[[ Source material, beginning ]]

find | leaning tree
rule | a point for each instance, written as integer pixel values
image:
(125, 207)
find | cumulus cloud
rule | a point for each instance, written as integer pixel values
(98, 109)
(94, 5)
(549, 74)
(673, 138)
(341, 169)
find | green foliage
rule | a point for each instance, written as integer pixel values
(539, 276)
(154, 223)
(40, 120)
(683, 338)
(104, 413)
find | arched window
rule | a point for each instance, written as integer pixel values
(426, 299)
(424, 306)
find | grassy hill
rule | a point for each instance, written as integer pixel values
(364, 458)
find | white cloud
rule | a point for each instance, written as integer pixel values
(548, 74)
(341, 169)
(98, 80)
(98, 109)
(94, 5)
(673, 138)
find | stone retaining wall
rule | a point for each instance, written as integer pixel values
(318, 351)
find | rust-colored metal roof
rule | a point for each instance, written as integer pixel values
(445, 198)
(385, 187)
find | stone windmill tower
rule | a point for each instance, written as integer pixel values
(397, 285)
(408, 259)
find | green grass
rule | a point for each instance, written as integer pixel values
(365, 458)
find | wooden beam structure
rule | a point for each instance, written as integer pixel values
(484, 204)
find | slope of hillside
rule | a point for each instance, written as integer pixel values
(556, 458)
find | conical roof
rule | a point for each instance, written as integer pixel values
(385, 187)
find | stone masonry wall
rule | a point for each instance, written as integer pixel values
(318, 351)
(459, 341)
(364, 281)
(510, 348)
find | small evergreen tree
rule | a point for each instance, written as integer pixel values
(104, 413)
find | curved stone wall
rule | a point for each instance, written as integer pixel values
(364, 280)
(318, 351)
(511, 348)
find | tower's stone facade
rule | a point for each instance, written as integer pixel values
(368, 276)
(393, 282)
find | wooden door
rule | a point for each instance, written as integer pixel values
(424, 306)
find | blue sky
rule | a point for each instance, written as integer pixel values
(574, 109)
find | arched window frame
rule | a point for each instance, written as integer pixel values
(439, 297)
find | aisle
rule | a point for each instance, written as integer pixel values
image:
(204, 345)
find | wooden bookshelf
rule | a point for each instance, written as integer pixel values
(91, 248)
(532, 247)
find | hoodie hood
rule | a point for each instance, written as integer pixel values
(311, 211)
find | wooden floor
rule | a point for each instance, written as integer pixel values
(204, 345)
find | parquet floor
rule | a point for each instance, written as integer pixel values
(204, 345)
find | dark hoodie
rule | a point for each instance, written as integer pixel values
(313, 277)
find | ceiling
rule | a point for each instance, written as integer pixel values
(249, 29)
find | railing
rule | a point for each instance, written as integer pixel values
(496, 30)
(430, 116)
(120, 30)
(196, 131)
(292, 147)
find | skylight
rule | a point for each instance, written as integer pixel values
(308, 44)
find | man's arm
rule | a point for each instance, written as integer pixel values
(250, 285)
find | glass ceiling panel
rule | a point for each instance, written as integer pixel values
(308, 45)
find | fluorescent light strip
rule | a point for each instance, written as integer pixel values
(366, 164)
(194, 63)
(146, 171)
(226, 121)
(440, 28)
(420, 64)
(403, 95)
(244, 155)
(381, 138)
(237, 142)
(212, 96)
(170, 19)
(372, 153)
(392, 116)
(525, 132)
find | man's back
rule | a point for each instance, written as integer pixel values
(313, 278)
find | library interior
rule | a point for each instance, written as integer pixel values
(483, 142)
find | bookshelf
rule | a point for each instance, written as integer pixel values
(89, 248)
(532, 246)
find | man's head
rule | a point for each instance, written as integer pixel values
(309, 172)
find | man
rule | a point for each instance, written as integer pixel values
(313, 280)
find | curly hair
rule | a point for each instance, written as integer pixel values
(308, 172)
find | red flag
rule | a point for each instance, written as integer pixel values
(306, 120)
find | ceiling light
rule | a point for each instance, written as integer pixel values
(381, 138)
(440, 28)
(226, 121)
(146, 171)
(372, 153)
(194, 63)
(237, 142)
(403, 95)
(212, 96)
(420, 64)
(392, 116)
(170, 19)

[[ Source material, end ]]

§ Directions for this task:
Could you set down, word for word, only the lines above from the line with "find | cumulus cloud" to the line with "find | rust-colored metal roof", including both?

§ Reply to the task:
find | cumulus cloud
rule | a point for each instance, written as integer pixel values
(98, 109)
(94, 5)
(549, 74)
(673, 138)
(341, 169)
find | green foliage
rule | a point for each instance, written as integer pixel values
(539, 276)
(154, 223)
(40, 120)
(683, 338)
(104, 413)
find | arched window
rule | a point for each instance, written as integer pixel values
(426, 299)
(424, 306)
find | grassy hill
rule | a point for each instance, written as integer pixel values
(364, 458)
find | white cloud
rule | a point for each instance, written as integer pixel values
(548, 74)
(341, 169)
(98, 80)
(98, 109)
(94, 5)
(673, 138)
find | stone retaining wall
rule | a point for each instance, written as integer pixel values
(318, 351)
find | rust-colored metal roof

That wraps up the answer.